- Aim -
Collect and copy each line in the material below that contains the word "shrub". Case matters.

- Input for this task -
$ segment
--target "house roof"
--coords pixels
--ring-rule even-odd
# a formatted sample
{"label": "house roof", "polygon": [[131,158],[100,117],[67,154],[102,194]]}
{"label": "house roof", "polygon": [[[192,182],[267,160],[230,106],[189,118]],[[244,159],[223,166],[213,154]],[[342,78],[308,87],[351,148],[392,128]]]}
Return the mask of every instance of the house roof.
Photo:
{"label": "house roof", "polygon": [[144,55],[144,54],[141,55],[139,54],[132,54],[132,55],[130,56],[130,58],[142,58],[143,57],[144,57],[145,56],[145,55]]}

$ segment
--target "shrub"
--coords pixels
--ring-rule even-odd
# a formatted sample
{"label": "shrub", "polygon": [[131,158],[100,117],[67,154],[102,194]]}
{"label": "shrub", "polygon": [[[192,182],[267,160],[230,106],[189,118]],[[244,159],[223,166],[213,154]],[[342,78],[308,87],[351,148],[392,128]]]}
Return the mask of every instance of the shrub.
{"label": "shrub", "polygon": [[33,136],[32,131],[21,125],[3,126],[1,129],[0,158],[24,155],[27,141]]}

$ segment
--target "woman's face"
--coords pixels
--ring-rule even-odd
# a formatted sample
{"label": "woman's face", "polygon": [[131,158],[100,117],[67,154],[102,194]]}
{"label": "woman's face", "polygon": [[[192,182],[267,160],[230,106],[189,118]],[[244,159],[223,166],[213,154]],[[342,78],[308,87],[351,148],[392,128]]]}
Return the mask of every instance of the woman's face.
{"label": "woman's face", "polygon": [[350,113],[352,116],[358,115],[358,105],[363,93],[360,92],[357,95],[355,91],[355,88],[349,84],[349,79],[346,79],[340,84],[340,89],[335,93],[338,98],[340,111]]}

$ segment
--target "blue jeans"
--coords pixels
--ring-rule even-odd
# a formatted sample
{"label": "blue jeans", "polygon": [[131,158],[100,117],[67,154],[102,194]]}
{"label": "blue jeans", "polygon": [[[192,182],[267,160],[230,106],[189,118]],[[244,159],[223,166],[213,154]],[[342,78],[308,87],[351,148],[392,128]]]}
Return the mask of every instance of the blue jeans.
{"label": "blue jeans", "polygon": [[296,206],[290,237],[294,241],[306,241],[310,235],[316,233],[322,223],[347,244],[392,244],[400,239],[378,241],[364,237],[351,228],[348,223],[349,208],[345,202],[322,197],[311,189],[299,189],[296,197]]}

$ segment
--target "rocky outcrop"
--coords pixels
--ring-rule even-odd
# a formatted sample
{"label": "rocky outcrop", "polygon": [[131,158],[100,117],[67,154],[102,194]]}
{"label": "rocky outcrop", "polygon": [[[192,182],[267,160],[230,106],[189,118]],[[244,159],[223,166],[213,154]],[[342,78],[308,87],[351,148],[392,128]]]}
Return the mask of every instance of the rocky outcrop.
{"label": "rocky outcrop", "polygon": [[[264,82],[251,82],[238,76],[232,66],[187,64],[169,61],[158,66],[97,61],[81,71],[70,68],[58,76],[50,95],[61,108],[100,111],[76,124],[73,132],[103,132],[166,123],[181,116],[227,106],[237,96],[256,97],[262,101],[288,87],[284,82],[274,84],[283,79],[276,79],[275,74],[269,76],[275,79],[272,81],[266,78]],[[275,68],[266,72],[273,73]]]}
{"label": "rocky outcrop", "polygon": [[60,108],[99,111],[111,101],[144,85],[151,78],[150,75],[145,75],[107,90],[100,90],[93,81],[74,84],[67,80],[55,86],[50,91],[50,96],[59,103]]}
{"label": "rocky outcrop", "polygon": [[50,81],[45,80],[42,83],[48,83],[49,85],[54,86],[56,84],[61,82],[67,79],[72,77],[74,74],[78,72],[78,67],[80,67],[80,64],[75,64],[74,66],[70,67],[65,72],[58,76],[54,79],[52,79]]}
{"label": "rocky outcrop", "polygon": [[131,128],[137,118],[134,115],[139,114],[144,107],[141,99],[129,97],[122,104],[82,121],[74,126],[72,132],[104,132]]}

- Task answer -
--target "shrub"
{"label": "shrub", "polygon": [[131,158],[100,117],[67,154],[102,194]]}
{"label": "shrub", "polygon": [[[192,182],[267,160],[230,106],[189,118]],[[244,159],[223,166],[213,154]],[[342,78],[308,87],[351,148],[392,128]]]}
Return the mask of every instance of the shrub.
{"label": "shrub", "polygon": [[33,136],[32,131],[21,125],[3,126],[1,129],[0,158],[24,155],[27,141]]}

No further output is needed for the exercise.